> Information shown:
/---
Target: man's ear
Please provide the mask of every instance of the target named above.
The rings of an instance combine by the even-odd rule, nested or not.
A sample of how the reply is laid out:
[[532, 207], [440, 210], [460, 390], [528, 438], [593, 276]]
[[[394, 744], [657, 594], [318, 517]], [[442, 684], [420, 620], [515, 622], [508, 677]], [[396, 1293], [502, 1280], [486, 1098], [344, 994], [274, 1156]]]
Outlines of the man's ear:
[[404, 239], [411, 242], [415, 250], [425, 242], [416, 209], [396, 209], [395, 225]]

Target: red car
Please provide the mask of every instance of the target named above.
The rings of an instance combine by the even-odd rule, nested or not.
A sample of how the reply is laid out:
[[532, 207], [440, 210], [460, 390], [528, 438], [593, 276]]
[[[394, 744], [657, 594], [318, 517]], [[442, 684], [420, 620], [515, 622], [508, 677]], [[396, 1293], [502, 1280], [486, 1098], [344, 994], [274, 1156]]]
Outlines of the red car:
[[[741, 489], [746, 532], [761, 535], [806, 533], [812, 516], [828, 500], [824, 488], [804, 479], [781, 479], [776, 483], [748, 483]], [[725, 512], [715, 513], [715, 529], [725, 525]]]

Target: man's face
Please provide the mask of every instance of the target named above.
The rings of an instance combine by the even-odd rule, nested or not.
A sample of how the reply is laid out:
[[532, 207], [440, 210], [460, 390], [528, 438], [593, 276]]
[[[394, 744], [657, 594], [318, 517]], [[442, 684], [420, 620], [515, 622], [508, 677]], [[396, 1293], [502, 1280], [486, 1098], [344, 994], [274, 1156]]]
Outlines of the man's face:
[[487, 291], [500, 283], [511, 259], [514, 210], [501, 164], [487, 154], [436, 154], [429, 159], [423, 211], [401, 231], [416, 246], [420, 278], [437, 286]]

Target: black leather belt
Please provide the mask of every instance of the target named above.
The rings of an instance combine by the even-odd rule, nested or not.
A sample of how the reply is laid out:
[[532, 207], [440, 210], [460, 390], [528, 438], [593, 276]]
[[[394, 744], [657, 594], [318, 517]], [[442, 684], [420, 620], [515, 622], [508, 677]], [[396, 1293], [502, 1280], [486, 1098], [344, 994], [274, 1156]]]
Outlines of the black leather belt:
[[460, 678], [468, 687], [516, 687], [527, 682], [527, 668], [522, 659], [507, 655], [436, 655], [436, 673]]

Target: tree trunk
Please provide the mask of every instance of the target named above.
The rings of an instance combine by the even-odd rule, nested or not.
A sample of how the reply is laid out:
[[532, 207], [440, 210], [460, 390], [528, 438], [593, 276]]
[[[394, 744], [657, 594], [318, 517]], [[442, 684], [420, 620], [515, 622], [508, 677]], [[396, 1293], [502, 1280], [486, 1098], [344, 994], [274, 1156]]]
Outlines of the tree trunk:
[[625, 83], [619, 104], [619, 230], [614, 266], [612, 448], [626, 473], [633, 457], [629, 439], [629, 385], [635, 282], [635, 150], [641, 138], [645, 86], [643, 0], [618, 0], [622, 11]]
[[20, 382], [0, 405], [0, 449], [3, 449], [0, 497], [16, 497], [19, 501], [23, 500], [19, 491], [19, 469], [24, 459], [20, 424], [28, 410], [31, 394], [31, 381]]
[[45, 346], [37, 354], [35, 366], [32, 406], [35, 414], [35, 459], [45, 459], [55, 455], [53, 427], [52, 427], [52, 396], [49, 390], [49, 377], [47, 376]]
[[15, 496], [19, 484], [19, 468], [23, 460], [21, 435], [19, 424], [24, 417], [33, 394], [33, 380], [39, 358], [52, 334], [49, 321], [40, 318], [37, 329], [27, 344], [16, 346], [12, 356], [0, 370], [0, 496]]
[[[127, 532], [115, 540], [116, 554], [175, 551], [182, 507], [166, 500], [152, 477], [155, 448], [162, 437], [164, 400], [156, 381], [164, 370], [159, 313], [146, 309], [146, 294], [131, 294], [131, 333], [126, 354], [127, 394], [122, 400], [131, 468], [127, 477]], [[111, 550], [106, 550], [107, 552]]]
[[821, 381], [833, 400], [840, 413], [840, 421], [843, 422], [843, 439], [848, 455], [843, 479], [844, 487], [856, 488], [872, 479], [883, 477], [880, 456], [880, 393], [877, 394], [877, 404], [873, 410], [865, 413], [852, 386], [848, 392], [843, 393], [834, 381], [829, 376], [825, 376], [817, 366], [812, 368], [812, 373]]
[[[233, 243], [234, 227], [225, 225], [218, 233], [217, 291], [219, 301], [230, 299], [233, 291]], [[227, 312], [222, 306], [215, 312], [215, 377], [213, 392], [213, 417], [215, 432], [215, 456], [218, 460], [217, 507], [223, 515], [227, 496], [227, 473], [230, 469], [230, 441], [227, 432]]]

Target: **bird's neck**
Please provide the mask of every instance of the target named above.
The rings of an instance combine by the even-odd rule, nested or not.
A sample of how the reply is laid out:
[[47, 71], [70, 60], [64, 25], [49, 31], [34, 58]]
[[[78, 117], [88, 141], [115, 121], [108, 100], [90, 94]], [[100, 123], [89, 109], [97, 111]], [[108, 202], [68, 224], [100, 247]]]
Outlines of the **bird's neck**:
\---
> Request:
Can you rewrite the entries from the beginning through the line with "209], [395, 225]]", replacing "man's ear" with "man's right ear" and leaving everything else unchanged?

> Full output:
Target: man's right ear
Please provide the mask of every instance of the target named above.
The rings of an instance combine by the even-odd rule, nested or not.
A sample of how the reply is laid out:
[[532, 207], [440, 210], [460, 390], [528, 438], [593, 276]]
[[[394, 744], [657, 594], [318, 517]], [[442, 684], [420, 620], [515, 622], [508, 677]], [[396, 1293], [502, 1280], [486, 1098], [344, 994], [274, 1156]]]
Outlines of the man's right ear:
[[404, 239], [411, 242], [415, 250], [425, 242], [416, 209], [396, 209], [395, 225]]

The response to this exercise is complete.